→ Consigne 1: Listez chaque ligne des enregistrements où figure le mot « player », en tenant compte de la casse.

→ Extrait à lire:
= = = = =
Détail de L'Ecole d'Athènes de Raphaël dépeignant Anaxagore

Les Hellènes parlent mal quand ils disent : naître et mourir. Car rien ne naît ni ne périt, mais des choses déjà existantes se combinent, puis se séparent de nouveau. Pour parler juste, il faudrait donc appeler le commencement des choses une composition et leur fin une désagrégation.

Telle est la thèse d’Anaxagore (500 – 428 av. J.-C.), de Clazomènes, une cité grecque située en Ionie (qui correspond à une région de l'ouest de l'actuelle Turquie). Cette citation montre qu'Anaxagore est un grand précurseur de la dialectique en tant que science MLM. Et le PCMLM pense que cet auteur doit être connu, et plus encore : étudié.

Anaxagore était issu d’une riche famille mais avait délaissé ses biens ; parmi ses disciples on trouve tant le matérialiste Démocrite (qui a formulé la théorie atomique) que le plus grand politicien athénien, Périclès.

Anaxagore dut s’exiler d’Athènes pour avoir considéré que le Soleil était une « masse incandescente ». De plus, alors qu’il allait mourir, il a nié le besoin d’être enterré dans « sa » patrie car, disait-il, « on peut de partout rejoindre les Enfers. »

De fait, Anaxagore a compris la dialectique et donc l’unité relative des contraires. Mais pas seulement. Il a saisi que le monde était matériel et que, partant de là, tout était nécessairement relié à tout.

Nous sommes en effet de la matière, et rien de ce qui est matière ne nous est chimiquement étranger : c’est ce que soulignait le russe Vladimir Vernadsky (1863 – 1945), fondateur de la géochimie moderne qui a synthétisé le principe de Biosphère.

Anaxagore dit ainsi : « Les choses se trouvant dans notre monde unique ne sont pas isolées les unes des autres, ni tranchées comme à la hache, ni le chaud à partir du froid, ni le froid à partir du chaud. »
= = = = =
→ Matériel de travail:

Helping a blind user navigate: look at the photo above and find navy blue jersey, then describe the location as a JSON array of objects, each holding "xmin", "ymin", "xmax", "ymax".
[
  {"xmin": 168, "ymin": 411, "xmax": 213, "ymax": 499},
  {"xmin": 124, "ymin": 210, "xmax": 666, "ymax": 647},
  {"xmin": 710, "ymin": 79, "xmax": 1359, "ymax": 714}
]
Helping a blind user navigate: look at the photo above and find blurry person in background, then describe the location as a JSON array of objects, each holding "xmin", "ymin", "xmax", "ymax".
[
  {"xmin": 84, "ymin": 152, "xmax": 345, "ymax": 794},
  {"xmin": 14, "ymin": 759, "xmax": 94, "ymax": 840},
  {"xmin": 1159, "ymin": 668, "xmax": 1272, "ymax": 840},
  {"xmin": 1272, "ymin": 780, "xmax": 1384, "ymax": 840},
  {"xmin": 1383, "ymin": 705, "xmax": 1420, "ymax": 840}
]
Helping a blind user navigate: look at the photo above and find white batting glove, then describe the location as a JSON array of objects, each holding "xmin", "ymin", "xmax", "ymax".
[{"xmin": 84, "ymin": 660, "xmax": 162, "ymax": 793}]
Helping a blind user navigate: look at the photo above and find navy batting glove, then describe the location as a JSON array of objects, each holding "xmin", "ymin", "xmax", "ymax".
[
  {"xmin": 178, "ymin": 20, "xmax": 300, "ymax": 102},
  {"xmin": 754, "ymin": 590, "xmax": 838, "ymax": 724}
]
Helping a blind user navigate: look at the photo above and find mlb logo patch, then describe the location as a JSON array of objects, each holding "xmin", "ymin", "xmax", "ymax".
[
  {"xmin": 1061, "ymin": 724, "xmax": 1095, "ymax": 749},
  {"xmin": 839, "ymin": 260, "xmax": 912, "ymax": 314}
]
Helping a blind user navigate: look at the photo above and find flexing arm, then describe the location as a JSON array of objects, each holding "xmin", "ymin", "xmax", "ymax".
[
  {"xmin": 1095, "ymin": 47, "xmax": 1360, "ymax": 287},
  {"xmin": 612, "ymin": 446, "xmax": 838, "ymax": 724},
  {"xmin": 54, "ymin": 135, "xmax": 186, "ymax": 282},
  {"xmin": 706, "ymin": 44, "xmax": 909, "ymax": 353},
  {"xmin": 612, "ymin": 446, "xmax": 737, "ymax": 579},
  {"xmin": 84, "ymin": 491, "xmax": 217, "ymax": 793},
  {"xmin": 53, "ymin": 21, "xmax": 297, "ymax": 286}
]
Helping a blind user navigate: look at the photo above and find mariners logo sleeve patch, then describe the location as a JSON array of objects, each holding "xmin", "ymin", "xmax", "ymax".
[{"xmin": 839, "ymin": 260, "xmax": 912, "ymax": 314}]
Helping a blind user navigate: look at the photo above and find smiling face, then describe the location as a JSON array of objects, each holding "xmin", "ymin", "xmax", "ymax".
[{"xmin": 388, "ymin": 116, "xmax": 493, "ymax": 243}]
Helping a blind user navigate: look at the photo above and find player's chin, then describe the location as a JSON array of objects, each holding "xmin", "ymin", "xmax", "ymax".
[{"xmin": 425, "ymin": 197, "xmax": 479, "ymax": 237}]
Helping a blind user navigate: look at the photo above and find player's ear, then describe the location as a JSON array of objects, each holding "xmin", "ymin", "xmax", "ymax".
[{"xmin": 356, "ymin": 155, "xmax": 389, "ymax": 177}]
= = = = =
→ Consigne 2: Recopiez le passage de l'extrait sur Anaxagore qui s'ouvre sur les mots contenant « Anaxagore dut s’exiler » et se clôt sur « relié à tout. ».

→ Résultat 1:
Helping a blind user navigate: look at the photo above and find player's chin, then describe the location as a JSON array of objects, each holding "xmin", "ymin", "xmax", "ymax".
Helping a blind user navigate: look at the photo above and find player's ear, then describe the location as a JSON array of objects, each holding "xmin", "ymin", "xmax", "ymax".

→ Résultat 2:
Anaxagore dut s’exiler d’Athènes pour avoir considéré que le Soleil était une « masse incandescente ». De plus, alors qu’il allait mourir, il a nié le besoin d’être enterré dans « sa » patrie car, disait-il, « on peut de partout rejoindre les Enfers. »

De fait, Anaxagore a compris la dialectique et donc l’unité relative des contraires. Mais pas seulement. Il a saisi que le monde était matériel et que, partant de là, tout était nécessairement relié à tout.